Work item :: Repeat the full listing below verbatim and keep the images out.

------ Data extracts

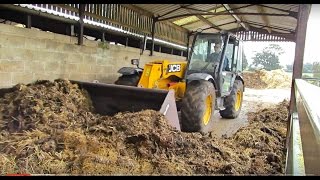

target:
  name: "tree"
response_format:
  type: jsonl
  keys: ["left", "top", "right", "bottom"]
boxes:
{"left": 286, "top": 64, "right": 293, "bottom": 72}
{"left": 303, "top": 63, "right": 313, "bottom": 73}
{"left": 251, "top": 44, "right": 284, "bottom": 71}
{"left": 242, "top": 53, "right": 248, "bottom": 70}
{"left": 312, "top": 62, "right": 320, "bottom": 73}
{"left": 313, "top": 62, "right": 320, "bottom": 78}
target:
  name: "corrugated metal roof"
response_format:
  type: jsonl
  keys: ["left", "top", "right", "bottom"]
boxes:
{"left": 260, "top": 4, "right": 299, "bottom": 12}
{"left": 182, "top": 17, "right": 235, "bottom": 30}
{"left": 131, "top": 4, "right": 299, "bottom": 38}
{"left": 133, "top": 4, "right": 223, "bottom": 22}
{"left": 133, "top": 4, "right": 183, "bottom": 18}
{"left": 13, "top": 4, "right": 302, "bottom": 43}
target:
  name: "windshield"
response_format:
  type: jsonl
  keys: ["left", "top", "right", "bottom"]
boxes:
{"left": 188, "top": 34, "right": 226, "bottom": 72}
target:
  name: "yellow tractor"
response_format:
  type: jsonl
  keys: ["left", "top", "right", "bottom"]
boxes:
{"left": 115, "top": 59, "right": 187, "bottom": 101}
{"left": 114, "top": 31, "right": 245, "bottom": 134}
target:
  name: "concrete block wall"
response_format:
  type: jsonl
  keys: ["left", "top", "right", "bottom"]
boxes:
{"left": 0, "top": 23, "right": 186, "bottom": 88}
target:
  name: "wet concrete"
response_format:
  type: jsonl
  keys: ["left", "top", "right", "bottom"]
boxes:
{"left": 210, "top": 88, "right": 291, "bottom": 138}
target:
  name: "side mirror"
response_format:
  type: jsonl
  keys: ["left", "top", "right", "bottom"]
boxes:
{"left": 131, "top": 59, "right": 139, "bottom": 67}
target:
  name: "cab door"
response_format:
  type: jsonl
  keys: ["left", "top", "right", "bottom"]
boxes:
{"left": 221, "top": 37, "right": 239, "bottom": 97}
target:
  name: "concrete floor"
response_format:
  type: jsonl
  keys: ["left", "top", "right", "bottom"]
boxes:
{"left": 210, "top": 88, "right": 291, "bottom": 138}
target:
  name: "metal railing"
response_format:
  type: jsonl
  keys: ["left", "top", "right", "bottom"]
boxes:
{"left": 302, "top": 77, "right": 320, "bottom": 87}
{"left": 286, "top": 79, "right": 320, "bottom": 175}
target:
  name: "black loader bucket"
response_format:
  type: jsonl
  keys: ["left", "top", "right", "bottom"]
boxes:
{"left": 71, "top": 80, "right": 181, "bottom": 131}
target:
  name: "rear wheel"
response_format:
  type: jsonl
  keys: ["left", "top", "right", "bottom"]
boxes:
{"left": 180, "top": 80, "right": 216, "bottom": 134}
{"left": 219, "top": 80, "right": 244, "bottom": 118}
{"left": 114, "top": 74, "right": 140, "bottom": 86}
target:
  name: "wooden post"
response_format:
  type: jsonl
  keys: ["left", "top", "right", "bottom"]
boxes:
{"left": 66, "top": 24, "right": 73, "bottom": 36}
{"left": 125, "top": 37, "right": 128, "bottom": 47}
{"left": 140, "top": 35, "right": 147, "bottom": 55}
{"left": 143, "top": 35, "right": 147, "bottom": 51}
{"left": 287, "top": 4, "right": 311, "bottom": 152}
{"left": 289, "top": 4, "right": 311, "bottom": 114}
{"left": 102, "top": 32, "right": 105, "bottom": 42}
{"left": 150, "top": 17, "right": 157, "bottom": 56}
{"left": 186, "top": 32, "right": 191, "bottom": 60}
{"left": 78, "top": 4, "right": 85, "bottom": 45}
{"left": 26, "top": 14, "right": 31, "bottom": 28}
{"left": 70, "top": 25, "right": 75, "bottom": 36}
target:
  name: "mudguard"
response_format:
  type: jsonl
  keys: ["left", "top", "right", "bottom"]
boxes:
{"left": 117, "top": 67, "right": 143, "bottom": 75}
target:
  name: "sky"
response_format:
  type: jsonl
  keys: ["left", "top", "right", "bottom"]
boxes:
{"left": 243, "top": 4, "right": 320, "bottom": 67}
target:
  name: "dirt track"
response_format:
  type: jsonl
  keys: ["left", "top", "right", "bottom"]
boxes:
{"left": 209, "top": 69, "right": 292, "bottom": 138}
{"left": 211, "top": 87, "right": 291, "bottom": 138}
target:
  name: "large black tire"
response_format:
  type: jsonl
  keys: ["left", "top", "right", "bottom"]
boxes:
{"left": 219, "top": 80, "right": 244, "bottom": 119}
{"left": 114, "top": 74, "right": 140, "bottom": 86}
{"left": 180, "top": 80, "right": 216, "bottom": 134}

------------

Answer space ::
target:
  name: "tree"
response_format:
  type: jsonl
  keys: ["left", "top", "right", "bottom"]
boxes:
{"left": 286, "top": 64, "right": 293, "bottom": 72}
{"left": 303, "top": 63, "right": 313, "bottom": 73}
{"left": 251, "top": 44, "right": 284, "bottom": 71}
{"left": 242, "top": 53, "right": 248, "bottom": 70}
{"left": 312, "top": 62, "right": 320, "bottom": 73}
{"left": 313, "top": 62, "right": 320, "bottom": 78}
target:
  name: "corrugated metal roof"
response_format:
  type: jsonl
  keys: ["left", "top", "right", "bottom"]
boxes:
{"left": 260, "top": 4, "right": 299, "bottom": 12}
{"left": 182, "top": 17, "right": 235, "bottom": 30}
{"left": 131, "top": 4, "right": 299, "bottom": 38}
{"left": 133, "top": 4, "right": 223, "bottom": 22}
{"left": 133, "top": 4, "right": 183, "bottom": 18}
{"left": 13, "top": 4, "right": 302, "bottom": 43}
target:
  name: "windshield"
response_format:
  type: jsonl
  keys: ["left", "top", "right", "bottom"]
boxes:
{"left": 188, "top": 34, "right": 226, "bottom": 72}
target:
  name: "yellow tractor"
response_format:
  type: jsonl
  keys: ["left", "top", "right", "bottom"]
boxes:
{"left": 115, "top": 59, "right": 187, "bottom": 101}
{"left": 114, "top": 31, "right": 245, "bottom": 134}
target:
  name: "concrete block wall"
response_format:
  type: jsonl
  keys: ["left", "top", "right", "bottom"]
boxes:
{"left": 0, "top": 23, "right": 186, "bottom": 88}
target:
  name: "wet concrete"
response_format:
  type: jsonl
  keys: ["left", "top", "right", "bottom"]
boxes:
{"left": 210, "top": 88, "right": 291, "bottom": 138}
target:
  name: "side mirror"
response_format:
  type: jsonl
  keys: ["left", "top", "right", "bottom"]
boxes:
{"left": 131, "top": 59, "right": 139, "bottom": 67}
target:
  name: "cab door"
response_format:
  type: jsonl
  keys: ["left", "top", "right", "bottom"]
boxes:
{"left": 221, "top": 37, "right": 239, "bottom": 97}
target:
  name: "concrete floor"
response_format:
  type: jsonl
  keys: ["left", "top", "right", "bottom"]
boxes:
{"left": 210, "top": 88, "right": 291, "bottom": 138}
target:
  name: "metal railing"
response_format:
  type: jsonl
  keys: ["left", "top", "right", "bottom"]
boxes:
{"left": 302, "top": 77, "right": 320, "bottom": 87}
{"left": 286, "top": 79, "right": 320, "bottom": 175}
target:
  name: "black loader bucket"
response_format:
  type: jsonl
  keys: ["left", "top", "right", "bottom"]
boxes:
{"left": 71, "top": 80, "right": 181, "bottom": 131}
target:
  name: "rear wheel"
response_format:
  type: jsonl
  keys: ["left", "top", "right", "bottom"]
boxes:
{"left": 180, "top": 80, "right": 216, "bottom": 134}
{"left": 219, "top": 80, "right": 244, "bottom": 118}
{"left": 114, "top": 74, "right": 140, "bottom": 86}
target:
  name: "wooden post"
response_format:
  type: jsonl
  keys: ["left", "top", "right", "bottom"]
boxes:
{"left": 66, "top": 24, "right": 73, "bottom": 36}
{"left": 125, "top": 37, "right": 128, "bottom": 47}
{"left": 140, "top": 35, "right": 147, "bottom": 55}
{"left": 143, "top": 35, "right": 147, "bottom": 51}
{"left": 287, "top": 4, "right": 311, "bottom": 152}
{"left": 289, "top": 4, "right": 311, "bottom": 114}
{"left": 102, "top": 32, "right": 105, "bottom": 42}
{"left": 150, "top": 17, "right": 157, "bottom": 56}
{"left": 186, "top": 32, "right": 191, "bottom": 60}
{"left": 78, "top": 4, "right": 85, "bottom": 45}
{"left": 26, "top": 14, "right": 31, "bottom": 28}
{"left": 70, "top": 25, "right": 75, "bottom": 36}
target:
  name: "mudguard"
response_format:
  type: jsonl
  keys: ["left", "top", "right", "bottom"]
boxes:
{"left": 117, "top": 67, "right": 143, "bottom": 75}
target:
  name: "sky"
response_format:
  type: jsonl
  keys: ["left", "top", "right", "bottom"]
boxes:
{"left": 243, "top": 4, "right": 320, "bottom": 67}
target:
  name: "dirt track"
response_format:
  type: jsonl
  keys: ["left", "top", "right", "bottom"]
boxes:
{"left": 209, "top": 69, "right": 292, "bottom": 138}
{"left": 211, "top": 87, "right": 291, "bottom": 138}
target:
  name: "large black tire"
response_format:
  type: jsonl
  keys: ["left", "top", "right", "bottom"]
boxes:
{"left": 219, "top": 80, "right": 244, "bottom": 119}
{"left": 114, "top": 74, "right": 140, "bottom": 86}
{"left": 180, "top": 80, "right": 216, "bottom": 134}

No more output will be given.